▶ Problem
Restate, word for word, all of the material shown below.

▶ Dataset
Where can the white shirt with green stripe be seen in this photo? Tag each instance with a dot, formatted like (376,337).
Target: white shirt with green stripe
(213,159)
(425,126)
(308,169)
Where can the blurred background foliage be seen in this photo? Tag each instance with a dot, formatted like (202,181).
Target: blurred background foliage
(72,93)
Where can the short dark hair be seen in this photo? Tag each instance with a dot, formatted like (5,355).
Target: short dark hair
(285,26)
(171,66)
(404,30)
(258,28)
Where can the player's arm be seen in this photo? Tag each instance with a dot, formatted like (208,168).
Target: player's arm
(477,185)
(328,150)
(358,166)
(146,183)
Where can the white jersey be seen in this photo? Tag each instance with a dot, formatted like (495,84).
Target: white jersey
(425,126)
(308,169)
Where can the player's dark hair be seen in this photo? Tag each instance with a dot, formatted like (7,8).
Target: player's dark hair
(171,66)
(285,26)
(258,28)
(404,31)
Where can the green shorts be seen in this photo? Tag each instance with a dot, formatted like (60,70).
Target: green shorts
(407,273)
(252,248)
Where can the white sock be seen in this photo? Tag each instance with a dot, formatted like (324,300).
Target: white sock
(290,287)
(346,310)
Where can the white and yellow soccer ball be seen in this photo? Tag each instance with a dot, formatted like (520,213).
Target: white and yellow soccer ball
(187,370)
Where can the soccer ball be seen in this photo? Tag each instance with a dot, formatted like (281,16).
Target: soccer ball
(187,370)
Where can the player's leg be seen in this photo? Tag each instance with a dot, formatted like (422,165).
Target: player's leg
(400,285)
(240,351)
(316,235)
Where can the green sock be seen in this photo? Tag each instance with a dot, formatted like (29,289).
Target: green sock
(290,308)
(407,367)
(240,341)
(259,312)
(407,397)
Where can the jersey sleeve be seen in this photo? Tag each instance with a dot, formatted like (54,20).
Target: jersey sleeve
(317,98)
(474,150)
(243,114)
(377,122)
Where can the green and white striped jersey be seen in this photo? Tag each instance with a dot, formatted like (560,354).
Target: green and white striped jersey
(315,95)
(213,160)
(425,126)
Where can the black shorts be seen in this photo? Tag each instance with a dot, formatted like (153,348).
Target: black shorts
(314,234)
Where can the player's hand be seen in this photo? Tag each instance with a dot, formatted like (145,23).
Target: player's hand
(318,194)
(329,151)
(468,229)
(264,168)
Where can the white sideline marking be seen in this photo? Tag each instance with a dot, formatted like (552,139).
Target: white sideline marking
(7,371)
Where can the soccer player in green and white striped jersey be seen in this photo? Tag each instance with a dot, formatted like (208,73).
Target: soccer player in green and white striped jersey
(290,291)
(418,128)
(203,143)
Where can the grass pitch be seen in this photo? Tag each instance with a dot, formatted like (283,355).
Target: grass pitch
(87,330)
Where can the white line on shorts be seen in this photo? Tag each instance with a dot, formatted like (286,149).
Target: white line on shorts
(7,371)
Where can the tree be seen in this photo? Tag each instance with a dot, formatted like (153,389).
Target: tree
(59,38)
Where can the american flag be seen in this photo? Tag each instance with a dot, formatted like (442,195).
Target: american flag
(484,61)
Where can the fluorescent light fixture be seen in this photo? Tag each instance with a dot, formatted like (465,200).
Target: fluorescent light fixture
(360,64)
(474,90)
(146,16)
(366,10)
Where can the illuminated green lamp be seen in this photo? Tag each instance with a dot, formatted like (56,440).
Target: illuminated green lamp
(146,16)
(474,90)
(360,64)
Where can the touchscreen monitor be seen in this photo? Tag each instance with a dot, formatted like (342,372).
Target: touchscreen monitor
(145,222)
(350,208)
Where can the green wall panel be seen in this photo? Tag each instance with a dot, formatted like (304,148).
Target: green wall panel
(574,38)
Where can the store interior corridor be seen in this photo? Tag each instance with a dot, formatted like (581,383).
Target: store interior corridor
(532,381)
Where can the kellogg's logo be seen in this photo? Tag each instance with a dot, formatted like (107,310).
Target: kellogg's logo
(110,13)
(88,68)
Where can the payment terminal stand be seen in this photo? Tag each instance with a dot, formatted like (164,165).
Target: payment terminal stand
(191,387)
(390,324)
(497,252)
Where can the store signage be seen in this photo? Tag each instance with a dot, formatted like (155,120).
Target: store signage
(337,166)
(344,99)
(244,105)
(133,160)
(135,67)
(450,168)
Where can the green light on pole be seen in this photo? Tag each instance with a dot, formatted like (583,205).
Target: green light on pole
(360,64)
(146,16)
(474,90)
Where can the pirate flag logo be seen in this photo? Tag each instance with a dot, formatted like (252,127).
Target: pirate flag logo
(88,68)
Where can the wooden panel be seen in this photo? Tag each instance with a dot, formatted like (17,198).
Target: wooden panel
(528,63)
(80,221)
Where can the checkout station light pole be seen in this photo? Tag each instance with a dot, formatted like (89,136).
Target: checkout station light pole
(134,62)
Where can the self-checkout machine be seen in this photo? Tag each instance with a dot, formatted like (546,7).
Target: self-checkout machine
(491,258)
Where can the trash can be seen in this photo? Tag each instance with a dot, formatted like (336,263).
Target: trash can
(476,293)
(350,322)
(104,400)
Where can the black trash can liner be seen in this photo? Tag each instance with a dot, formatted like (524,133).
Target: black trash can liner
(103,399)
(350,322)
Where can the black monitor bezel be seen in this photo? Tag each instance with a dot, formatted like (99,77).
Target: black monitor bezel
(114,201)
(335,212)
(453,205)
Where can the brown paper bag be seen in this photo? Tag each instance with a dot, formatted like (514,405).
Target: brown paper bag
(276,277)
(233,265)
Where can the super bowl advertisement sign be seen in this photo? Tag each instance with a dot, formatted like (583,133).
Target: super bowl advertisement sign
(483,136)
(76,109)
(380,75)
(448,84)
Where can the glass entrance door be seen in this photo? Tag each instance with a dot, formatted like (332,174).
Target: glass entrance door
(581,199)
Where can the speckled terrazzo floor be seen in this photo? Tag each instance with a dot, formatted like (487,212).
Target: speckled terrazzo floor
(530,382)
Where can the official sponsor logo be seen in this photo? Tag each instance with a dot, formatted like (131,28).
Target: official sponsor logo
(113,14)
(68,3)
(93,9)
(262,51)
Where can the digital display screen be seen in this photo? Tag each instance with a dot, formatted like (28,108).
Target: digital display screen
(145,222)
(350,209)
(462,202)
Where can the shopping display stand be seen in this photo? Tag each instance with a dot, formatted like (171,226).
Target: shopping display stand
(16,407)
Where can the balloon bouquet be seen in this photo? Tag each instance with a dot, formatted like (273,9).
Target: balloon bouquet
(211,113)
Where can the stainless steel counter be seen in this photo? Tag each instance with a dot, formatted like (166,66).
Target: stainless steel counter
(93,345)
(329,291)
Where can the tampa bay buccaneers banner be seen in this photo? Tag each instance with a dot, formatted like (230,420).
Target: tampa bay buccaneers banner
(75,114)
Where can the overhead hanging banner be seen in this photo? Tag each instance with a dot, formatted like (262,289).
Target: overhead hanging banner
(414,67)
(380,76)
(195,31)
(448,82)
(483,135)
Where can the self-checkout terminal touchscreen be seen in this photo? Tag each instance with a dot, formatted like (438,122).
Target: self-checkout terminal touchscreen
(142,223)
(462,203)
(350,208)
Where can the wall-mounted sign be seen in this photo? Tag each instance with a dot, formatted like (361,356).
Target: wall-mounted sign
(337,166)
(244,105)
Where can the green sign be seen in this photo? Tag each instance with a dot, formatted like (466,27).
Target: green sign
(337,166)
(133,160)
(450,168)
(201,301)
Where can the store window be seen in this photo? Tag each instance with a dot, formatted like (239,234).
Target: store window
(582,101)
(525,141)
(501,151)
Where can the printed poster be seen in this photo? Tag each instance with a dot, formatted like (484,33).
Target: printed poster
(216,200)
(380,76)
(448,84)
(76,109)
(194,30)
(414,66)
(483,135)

▶ Solution to this task
Where can the white shirt with green stripe be seen in this photo? Tag each instance with a dot, formatted like (376,337).
Target: white shirt with green stripe
(213,159)
(425,126)
(308,169)
Where can the blurred background foliage be seen in this photo? Tag each instance with a dot, formatted like (202,181).
Target: blurred background foliage
(72,93)
Where can the short dark hair be seen in this photo? Tag each instance with a dot, formatted like (5,355).
Target: short dark hair
(285,26)
(171,66)
(404,30)
(258,28)
Where can the player's arm be seen in this photo? Tag each instance with a dot, formatted like (208,168).
Target: player's arm
(477,185)
(328,150)
(358,166)
(146,183)
Where can the white jersey be seen in this photo? Tag each instance with a dot, formatted like (495,84).
Target: white jersey
(425,126)
(308,169)
Where can the player's dark hair be seen in this photo? Tag each instance with a dot, formatted like (7,8).
Target: player's dark hair
(171,66)
(285,26)
(258,28)
(404,31)
Where can the green shorts be seen in this photo? Tag each instance with a dot, formatted like (60,70).
Target: green shorts
(407,273)
(252,248)
Where can the white sock be seen in this photo? Tag each instance with a dot, formatted like (324,300).
Target: white sock
(290,287)
(346,310)
Where can the white and yellow soccer ball be seen in this photo? Tag each instance with a dot, formatted like (520,213).
Target: white and yellow soccer ball
(187,370)
Where can the soccer ball be seen in this photo? Tag each instance with a dot, formatted like (281,16).
Target: soccer ball
(187,370)
Where can the player's leg be seen in this photo? Tag each instance with a dot, formatted like (422,165).
Target: player's leg
(400,285)
(240,351)
(316,235)
Where can the green sock be seen in this photo? Tag each instance with a dot, formatted like (29,289).
Target: green sock
(290,308)
(407,367)
(240,341)
(259,312)
(407,397)
Where can the jersey sleeve be seen in this photo? Tag each instance with a dot, formatted like (54,20).
Target: jersey sleeve
(317,98)
(474,150)
(243,114)
(377,122)
Where can the green and white striped jersey be seen in this photo? Tag each instance with a dot, formatted like (560,354).
Target: green and white striped jersey
(315,95)
(213,160)
(425,126)
Where can the black shorts be seen in this photo? Tag each instance with a dot, formatted like (153,348).
Target: black shorts
(314,234)
Where can the player's hand be seen in this photo? Tag each instance with a dot, formatted like (145,23).
Target: player's hand
(318,194)
(329,151)
(468,229)
(264,168)
Where can the white sideline marking be seen in this photo? Tag each instance with a dot, formatted like (552,139).
Target: white sideline marking
(7,371)
Where can the soccer player in green and white striped jersey be seen in this photo? Tag each instance with a dot, formatted like (208,73).
Target: soccer player in green and white striped jersey
(290,291)
(418,128)
(203,143)
Where can the grass pitch be seen in this photo? Tag each instance with a dot, formatted like (283,355).
Target: grass pitch
(87,330)
Where can the white line on shorts be seen in this photo? Tag each instance with a dot, formatted like (286,149).
Target: white line on shorts
(7,371)
Where can the tree be seen in this photo? Tag each instance with a dot, formatted like (153,389).
Target: tree
(59,38)
Where can the american flag be seen in this photo? Tag each instance with a dot, formatted like (442,195).
Target: american flag
(484,61)
Where can the fluorescent light fixture be seen in this photo? Tag each instance with a dot, formatted like (465,200).
Target: fluorescent light fixture
(360,64)
(474,90)
(146,16)
(366,10)
Where can the illuminated green lamp be seen in this photo? Tag each instance with a dot, formatted like (56,440).
Target: illuminated green lamp
(146,16)
(474,90)
(360,64)
Where can the touchscreen monitor be seen in this photo? Tag each instance with a dot, formatted like (342,372).
Target: touchscreen monitor
(145,222)
(350,208)
Where can the green wall panel be seen in this photo? Tag each instance with a dot, formatted like (304,148).
Target: green wall panel
(574,38)
Where can the store interior corridor be seen in this photo? Tag each instance with a dot, formatted like (581,383).
Target: store interior corridor
(532,381)
Where can the kellogg's logo be seen in this photo? Tag each instance with a dot, formatted like (107,310).
Target: kellogg's logo
(110,13)
(88,68)
Where can the payment terminal stand be seen in this photo? Tag each instance with a dot, formatted like (164,165).
Target: payment terminal stand
(191,387)
(390,324)
(497,252)
Where can the store signage be seen in this photo? Tag each instance with a dot, formatted like (155,120).
Target: store signage
(337,166)
(344,99)
(244,105)
(133,160)
(135,67)
(450,168)
Where can the green light on pole be seen in this photo? Tag each instance with a dot, formatted like (583,205).
Target: green light on pole
(360,64)
(146,16)
(474,90)
Where can the pirate flag logo be seen in this photo? Tag each instance with a dot, formatted like (252,127).
Target: pirate flag logo
(88,68)
Where can the wooden panel be seen in this photo? Tag each instance with a dot, formatted like (17,198).
Target: wooden panel
(528,63)
(80,221)
Where can the checkout station light pole be seen in this photo? Tag each instance with a dot, formatted like (89,136).
Target: checkout station light pole
(134,62)
Where can the self-checkout machine be seen in this photo? Tag each instance with a dot, formatted like (546,7).
Target: self-checkout machine
(491,258)
Where can the trash can be seen in this photo? Tag each instance with a dot, formatted like (336,263).
Target: trash can
(476,293)
(350,322)
(104,400)
Where can the black trash can liner be seen in this photo? Tag each instance with a dot, formatted like (524,133).
Target: black trash can liner
(103,399)
(350,322)
Where can the black monitor bezel be seen in this photo? Tag each instance with a dot, formatted like (99,77).
Target: black monitor bezel
(114,201)
(335,212)
(453,205)
Where can the brown paper bag be seen in this photo? Tag each instance with a dot, formatted like (514,405).
Target: brown paper bag
(276,277)
(233,265)
Where can the super bowl advertisement sign be seen in this photo? Tag each instance with a dot, formatted like (583,133).
Target: super bowl advertisement sign
(483,136)
(76,109)
(380,75)
(448,84)
Where can the glass entrance door be seen in this photo? Tag each instance with a dot, formatted like (332,174).
Target: glass entrance door
(581,199)
Where can the speckled terrazzo floor be seen in this photo? Tag each instance with a dot, formatted like (487,212).
Target: speckled terrazzo floor
(530,382)
Where can the official sponsor logo be seen in this photo? Tag each instance with a dot, formatted like (131,28).
Target: official sponsor logo
(113,14)
(68,3)
(93,9)
(262,51)
Where can the digital display screen be seen in this photo? Tag each instance with a dot, formatted like (28,108).
Target: digital display screen
(145,222)
(350,209)
(462,202)
Where can the shopping display stand be seen in this photo? Tag each instance with a dot, formatted like (171,226).
Target: shopping display stand
(16,407)
Where can the balloon bouquet be seen in this photo? Tag each instance with a dot, formatted like (273,9).
Target: balloon bouquet
(211,113)
Where can the stainless steel counter be seen in this photo? Tag each instance with a dot, formatted like (166,66).
Target: stainless steel counter
(93,345)
(329,291)
Where can the tampa bay buccaneers banner be seen in this photo? Tag each instance with a dot, formatted like (230,420).
Target: tampa bay buccaneers banner
(75,114)
Where can the overhead hanging banner be seen in this photo? Tag each instance with a dot, formatted like (262,289).
Target: overhead hanging banner
(414,67)
(380,76)
(195,31)
(448,82)
(483,135)
Where can the self-checkout terminal touchscreen be seen in this photo? Tag each instance with a dot, formatted like (438,122).
Target: self-checkout terminal touchscreen
(142,223)
(462,203)
(350,208)
Where can the wall-mounted sign be seen in this photo? Tag each instance with a dot, formatted like (361,356).
Target: wall-mounted sign
(337,166)
(244,105)
Where can the green sign be seen in this photo? Tag each instance with a dot, formatted like (466,27).
Target: green sign
(337,166)
(133,160)
(450,168)
(201,301)
Where can the store window be seen in this photo? Tag each instance with a dot, formatted like (239,234).
Target: store window
(582,101)
(525,141)
(501,151)
Where can the printed poster be seen in this photo? Tag each instance with a dot, formatted like (484,33).
Target: printed poster
(216,200)
(380,76)
(448,84)
(76,109)
(194,30)
(414,66)
(483,135)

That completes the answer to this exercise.